§ Ziel
Schreiben Sie den Forumstext über die CPU-Last in MMORPGs vollständig und ohne jede Änderung ab.

§ Vorliegender Text
In MMORPG's hat man meistens das Problem das man nicht alleine ist. Das ist für das Zusammenspiel ganz toll, aber die CPU leidet enorm darunter. Wenn man das LOD einstellen kann bringt das schon eine menge, weil der PC dann nur berrechnet was man sieht. Gibt bei schnellen Bewegungen aber weiße "Blitze".
Wenn man die Menge an Spieler die dargestellt werden sollen begrenzen kann bringt das auch mehr FPS, die CPU wird wieder entlastet. Schatten frisst meiner Erfahrung nach am meisten CPU Leistung, dabei meine ich nciht die Auflösung.
Wenn man den Schatten ausmacht bringt das einen FPS boost. Die Schattensichtweise zu verringern bringt auch viel. Schatten nur bei anderen Spieler zu deaktivieren auch, aber das hat ja nicht jedes Spiel.
Die FPS und die GPU Auslastung würde ich mir mit der aktuellen MSI Afterburner Betaversion per OSD anzeigen lassen, die kann jetzt auch 64 Bit. An der GPU Last kannst du leicht erkennen ob die CPU gerade im Limit ist (alles unter 90% ist CPU limitiert.)

Und der letzte Tipp um nicht ins CPU Limit zu kommen bei MMORPG's lautet:

Kauf Intel. Ohne Witz, du wirst das Wort CPU Limit aus deinem Wortschatz streichen.


----------



## BiosShock (11. Mai 2014)

*AW: Wie will man mit einem AMD FX 8350 in wow durchgängig 40+ FPS erzielen?*

Frage: Sind die FPS reproduzierbar? Sprich sind die Frames immer gleich egal an welchen Tag du den Rechner an machst?

Was ich damit sagen will: "sind die Latenzen im BIOS/UEFI für den Speicher fest vorgegeben"?

§ Erfasste Daten
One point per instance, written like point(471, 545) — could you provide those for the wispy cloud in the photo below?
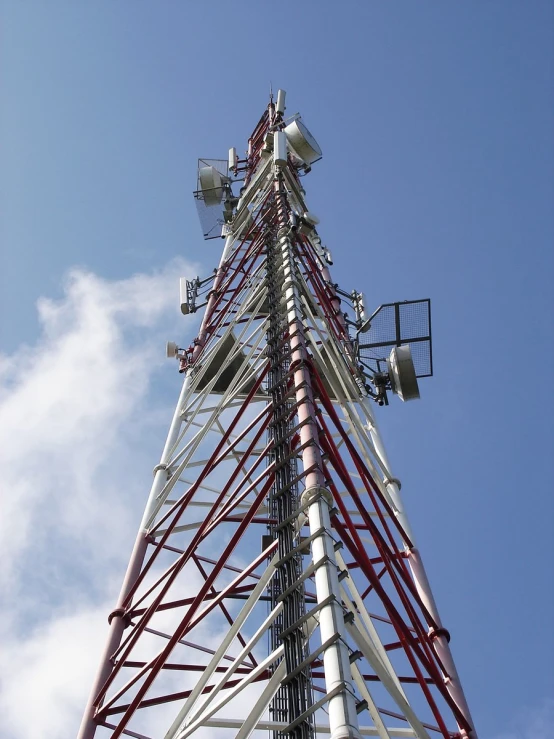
point(79, 435)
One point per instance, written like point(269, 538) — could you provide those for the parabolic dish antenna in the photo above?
point(303, 143)
point(402, 373)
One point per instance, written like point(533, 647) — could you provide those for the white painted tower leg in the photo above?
point(423, 587)
point(343, 718)
point(116, 619)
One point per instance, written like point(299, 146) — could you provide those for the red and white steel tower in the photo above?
point(275, 584)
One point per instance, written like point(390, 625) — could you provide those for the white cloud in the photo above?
point(79, 437)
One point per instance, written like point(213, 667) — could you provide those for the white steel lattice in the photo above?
point(275, 584)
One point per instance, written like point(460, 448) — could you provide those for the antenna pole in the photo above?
point(275, 584)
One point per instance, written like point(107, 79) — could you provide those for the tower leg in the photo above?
point(117, 617)
point(343, 719)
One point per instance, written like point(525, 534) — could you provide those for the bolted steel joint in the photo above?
point(310, 495)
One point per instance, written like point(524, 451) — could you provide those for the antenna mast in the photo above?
point(275, 583)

§ Richtige Ausgabe
In MMORPG's hat man meistens das Problem das man nicht alleine ist. Das ist für das Zusammenspiel ganz toll, aber die CPU leidet enorm darunter. Wenn man das LOD einstellen kann bringt das schon eine menge, weil der PC dann nur berrechnet was man sieht. Gibt bei schnellen Bewegungen aber weiße "Blitze".
Wenn man die Menge an Spieler die dargestellt werden sollen begrenzen kann bringt das auch mehr FPS, die CPU wird wieder entlastet. Schatten frisst meiner Erfahrung nach am meisten CPU Leistung, dabei meine ich nciht die Auflösung.
Wenn man den Schatten ausmacht bringt das einen FPS boost. Die Schattensichtweise zu verringern bringt auch viel. Schatten nur bei anderen Spieler zu deaktivieren auch, aber das hat ja nicht jedes Spiel.
Die FPS und die GPU Auslastung würde ich mir mit der aktuellen MSI Afterburner Betaversion per OSD anzeigen lassen, die kann jetzt auch 64 Bit. An der GPU Last kannst du leicht erkennen ob die CPU gerade im Limit ist (alles unter 90% ist CPU limitiert.)

Und der letzte Tipp um nicht ins CPU Limit zu kommen bei MMORPG's lautet:

Kauf Intel. Ohne Witz, du wirst das Wort CPU Limit aus deinem Wortschatz streichen.


----------



## BiosShock (11. Mai 2014)

*AW: Wie will man mit einem AMD FX 8350 in wow durchgängig 40+ FPS erzielen?*

Frage: Sind die FPS reproduzierbar? Sprich sind die Frames immer gleich egal an welchen Tag du den Rechner an machst?

Was ich damit sagen will: "sind die Latenzen im BIOS/UEFI für den Speicher fest vorgegeben"?